Job: Please identify each line in the listing that contains the string "coral" and copy those lines out. Case counts when matching.
Start of Materials provided
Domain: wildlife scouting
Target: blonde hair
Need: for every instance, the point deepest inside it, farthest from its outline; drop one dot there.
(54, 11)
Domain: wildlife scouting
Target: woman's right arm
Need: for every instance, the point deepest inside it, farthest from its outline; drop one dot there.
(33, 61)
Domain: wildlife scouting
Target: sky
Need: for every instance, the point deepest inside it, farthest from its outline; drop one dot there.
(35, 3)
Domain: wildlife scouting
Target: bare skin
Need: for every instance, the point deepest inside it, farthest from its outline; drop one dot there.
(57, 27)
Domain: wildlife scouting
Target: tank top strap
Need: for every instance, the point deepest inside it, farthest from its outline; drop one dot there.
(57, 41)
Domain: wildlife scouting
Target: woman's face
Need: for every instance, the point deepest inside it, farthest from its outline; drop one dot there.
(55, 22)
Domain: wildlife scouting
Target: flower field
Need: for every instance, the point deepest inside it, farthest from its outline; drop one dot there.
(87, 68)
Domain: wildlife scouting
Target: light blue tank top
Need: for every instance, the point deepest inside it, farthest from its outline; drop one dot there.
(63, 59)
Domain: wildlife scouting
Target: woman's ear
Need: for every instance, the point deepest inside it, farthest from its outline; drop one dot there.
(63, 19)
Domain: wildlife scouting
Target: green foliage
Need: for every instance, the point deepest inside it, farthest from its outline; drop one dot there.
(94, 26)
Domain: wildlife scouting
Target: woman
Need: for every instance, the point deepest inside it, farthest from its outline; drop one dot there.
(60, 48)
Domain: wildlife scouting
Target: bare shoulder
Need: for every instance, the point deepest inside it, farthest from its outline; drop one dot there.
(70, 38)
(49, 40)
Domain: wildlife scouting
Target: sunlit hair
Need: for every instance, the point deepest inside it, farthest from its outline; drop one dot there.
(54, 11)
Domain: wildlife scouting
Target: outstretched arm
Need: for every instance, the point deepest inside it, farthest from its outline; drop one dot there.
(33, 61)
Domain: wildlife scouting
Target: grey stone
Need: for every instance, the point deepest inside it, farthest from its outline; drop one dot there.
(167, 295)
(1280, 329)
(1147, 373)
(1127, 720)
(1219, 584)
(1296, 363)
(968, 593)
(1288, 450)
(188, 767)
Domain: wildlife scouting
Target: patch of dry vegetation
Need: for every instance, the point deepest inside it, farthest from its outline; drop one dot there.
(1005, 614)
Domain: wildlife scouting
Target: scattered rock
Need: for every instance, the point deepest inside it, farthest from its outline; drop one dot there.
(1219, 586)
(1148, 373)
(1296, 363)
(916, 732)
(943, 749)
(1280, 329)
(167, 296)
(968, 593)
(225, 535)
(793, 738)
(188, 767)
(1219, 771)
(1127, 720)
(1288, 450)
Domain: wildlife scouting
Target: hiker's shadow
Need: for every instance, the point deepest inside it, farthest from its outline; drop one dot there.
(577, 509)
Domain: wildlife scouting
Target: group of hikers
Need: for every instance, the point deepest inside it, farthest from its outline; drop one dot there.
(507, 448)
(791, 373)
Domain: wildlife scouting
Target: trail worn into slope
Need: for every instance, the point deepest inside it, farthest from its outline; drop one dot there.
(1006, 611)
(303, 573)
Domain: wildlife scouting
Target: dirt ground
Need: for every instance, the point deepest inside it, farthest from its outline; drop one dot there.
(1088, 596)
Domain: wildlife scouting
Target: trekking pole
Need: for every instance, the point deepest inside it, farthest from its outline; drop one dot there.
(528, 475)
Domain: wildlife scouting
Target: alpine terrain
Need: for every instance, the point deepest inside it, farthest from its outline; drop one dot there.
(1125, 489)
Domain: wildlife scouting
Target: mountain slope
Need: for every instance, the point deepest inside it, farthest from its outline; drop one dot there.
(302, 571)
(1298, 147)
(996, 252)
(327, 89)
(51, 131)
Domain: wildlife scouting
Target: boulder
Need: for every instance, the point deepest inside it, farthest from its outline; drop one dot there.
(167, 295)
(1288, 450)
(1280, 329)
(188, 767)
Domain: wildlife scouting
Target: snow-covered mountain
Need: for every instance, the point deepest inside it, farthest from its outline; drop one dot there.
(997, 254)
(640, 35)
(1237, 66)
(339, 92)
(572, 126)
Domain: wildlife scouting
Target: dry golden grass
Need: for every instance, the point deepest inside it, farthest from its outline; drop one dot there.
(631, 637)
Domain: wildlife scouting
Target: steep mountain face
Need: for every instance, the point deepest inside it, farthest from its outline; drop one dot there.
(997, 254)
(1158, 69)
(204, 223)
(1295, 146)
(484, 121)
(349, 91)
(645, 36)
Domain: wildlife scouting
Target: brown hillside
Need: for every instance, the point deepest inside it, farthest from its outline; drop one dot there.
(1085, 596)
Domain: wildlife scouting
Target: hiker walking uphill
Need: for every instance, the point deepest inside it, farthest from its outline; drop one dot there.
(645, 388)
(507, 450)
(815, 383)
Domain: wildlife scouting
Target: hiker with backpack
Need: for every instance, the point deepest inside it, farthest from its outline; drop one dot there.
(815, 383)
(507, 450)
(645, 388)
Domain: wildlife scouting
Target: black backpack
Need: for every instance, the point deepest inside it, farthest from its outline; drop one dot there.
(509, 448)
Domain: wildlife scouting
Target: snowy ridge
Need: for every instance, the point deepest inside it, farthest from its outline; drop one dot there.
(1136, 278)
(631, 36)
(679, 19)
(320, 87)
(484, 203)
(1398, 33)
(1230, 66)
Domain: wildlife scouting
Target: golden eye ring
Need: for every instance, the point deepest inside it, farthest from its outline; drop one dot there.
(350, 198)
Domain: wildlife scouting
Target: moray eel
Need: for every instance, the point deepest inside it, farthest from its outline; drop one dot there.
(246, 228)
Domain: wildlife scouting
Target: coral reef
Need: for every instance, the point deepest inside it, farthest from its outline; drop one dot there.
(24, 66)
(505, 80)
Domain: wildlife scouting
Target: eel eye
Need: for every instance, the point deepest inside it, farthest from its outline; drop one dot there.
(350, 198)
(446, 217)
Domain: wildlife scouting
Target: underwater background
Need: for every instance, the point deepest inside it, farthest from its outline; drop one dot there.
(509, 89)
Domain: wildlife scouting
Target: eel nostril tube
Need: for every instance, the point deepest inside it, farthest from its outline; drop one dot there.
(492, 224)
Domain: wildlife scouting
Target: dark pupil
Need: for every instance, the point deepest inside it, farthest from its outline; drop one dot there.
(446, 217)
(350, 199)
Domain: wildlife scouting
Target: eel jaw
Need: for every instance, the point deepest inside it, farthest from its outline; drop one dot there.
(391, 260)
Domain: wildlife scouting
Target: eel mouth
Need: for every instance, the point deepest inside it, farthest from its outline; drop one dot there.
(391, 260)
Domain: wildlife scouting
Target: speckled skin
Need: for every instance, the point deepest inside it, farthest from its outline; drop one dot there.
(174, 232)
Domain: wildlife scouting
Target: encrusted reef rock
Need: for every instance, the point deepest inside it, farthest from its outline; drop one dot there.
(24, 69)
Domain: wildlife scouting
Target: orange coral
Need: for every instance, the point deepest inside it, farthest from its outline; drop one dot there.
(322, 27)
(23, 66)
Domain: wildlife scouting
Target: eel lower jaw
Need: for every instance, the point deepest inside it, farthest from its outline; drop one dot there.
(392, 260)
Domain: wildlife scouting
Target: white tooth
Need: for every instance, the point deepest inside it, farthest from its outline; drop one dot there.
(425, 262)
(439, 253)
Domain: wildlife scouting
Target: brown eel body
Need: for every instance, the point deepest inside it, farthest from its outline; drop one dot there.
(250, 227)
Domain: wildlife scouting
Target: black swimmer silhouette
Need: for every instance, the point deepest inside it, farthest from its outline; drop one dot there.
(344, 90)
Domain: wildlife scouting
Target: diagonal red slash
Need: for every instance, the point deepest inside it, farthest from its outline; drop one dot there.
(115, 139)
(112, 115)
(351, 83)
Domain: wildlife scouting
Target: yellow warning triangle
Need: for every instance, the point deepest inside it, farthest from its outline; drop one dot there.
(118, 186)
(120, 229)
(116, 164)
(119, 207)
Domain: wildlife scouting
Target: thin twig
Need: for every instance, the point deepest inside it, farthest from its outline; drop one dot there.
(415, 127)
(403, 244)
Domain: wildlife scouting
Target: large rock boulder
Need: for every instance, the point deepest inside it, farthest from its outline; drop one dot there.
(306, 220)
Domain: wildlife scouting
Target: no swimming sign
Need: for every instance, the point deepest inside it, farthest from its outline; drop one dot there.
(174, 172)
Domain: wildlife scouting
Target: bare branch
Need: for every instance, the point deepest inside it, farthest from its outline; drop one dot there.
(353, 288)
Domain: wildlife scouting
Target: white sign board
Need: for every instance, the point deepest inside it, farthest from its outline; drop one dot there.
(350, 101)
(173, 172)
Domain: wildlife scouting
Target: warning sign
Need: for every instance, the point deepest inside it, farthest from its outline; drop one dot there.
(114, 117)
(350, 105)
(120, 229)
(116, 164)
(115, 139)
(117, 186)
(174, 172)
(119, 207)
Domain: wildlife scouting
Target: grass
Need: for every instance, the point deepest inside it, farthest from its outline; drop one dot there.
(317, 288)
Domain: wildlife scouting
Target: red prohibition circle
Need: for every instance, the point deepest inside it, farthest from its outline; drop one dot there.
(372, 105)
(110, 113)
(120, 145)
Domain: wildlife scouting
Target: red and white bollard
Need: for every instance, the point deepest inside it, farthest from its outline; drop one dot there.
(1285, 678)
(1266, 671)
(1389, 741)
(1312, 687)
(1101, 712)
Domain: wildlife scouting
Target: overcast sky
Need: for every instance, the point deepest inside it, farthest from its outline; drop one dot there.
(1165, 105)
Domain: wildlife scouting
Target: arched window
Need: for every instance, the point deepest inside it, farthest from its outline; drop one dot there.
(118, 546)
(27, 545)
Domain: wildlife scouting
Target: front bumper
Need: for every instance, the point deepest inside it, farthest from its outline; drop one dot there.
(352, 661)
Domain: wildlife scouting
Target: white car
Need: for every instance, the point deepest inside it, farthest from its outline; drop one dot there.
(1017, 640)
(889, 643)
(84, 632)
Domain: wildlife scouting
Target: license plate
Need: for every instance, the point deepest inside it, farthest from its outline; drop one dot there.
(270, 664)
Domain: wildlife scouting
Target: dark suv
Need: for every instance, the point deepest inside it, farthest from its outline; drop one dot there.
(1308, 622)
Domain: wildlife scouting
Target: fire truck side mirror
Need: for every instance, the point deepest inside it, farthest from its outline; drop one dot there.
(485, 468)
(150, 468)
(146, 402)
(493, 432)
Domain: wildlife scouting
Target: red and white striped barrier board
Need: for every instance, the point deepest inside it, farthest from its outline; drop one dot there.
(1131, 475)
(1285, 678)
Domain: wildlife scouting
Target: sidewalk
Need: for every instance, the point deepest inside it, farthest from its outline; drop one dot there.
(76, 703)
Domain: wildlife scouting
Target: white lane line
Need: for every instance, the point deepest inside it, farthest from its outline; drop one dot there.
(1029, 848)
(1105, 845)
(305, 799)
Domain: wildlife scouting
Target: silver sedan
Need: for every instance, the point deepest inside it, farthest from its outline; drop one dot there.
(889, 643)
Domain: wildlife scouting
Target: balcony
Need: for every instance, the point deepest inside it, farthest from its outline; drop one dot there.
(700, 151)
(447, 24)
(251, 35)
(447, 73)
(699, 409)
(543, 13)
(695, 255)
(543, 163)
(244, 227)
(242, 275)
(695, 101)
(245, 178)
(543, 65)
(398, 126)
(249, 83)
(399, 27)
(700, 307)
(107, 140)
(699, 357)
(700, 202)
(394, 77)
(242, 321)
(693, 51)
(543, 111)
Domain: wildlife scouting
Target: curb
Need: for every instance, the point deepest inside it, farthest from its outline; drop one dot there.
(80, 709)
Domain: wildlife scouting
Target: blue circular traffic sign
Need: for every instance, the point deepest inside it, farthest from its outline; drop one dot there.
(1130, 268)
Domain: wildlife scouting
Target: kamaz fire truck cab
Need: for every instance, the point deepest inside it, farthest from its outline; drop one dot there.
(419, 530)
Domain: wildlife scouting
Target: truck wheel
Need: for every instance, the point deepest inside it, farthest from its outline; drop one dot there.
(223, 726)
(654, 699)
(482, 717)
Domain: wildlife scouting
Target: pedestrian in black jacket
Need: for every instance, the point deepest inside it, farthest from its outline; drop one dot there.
End of Materials provided
Result of this task:
Target: coral reef
Target: orange coral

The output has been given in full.